▶ **REQUIRED TASK**: Pull out each line of the material below that contains the word "brown".

▶ **ENTRIES SUPPLIED**:

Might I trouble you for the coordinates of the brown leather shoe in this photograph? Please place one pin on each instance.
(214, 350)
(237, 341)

--

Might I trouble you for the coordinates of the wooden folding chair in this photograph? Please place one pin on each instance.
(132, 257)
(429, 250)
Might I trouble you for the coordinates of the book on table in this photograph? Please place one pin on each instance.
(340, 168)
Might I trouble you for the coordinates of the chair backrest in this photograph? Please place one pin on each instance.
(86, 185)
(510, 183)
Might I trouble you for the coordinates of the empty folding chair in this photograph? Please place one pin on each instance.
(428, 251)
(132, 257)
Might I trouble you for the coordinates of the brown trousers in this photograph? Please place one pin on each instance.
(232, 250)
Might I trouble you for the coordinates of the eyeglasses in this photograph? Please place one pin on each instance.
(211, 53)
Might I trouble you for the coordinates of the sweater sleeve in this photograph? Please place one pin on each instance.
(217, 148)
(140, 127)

▶ **SOLUTION TO THIS PROBLEM**:
Might I trouble you for the coordinates of the brown leather shoe in this photograph? Please place one pin on each instance.
Might I trouble you for the coordinates of the brown trousers in this photograph? Please place one pin on each instance.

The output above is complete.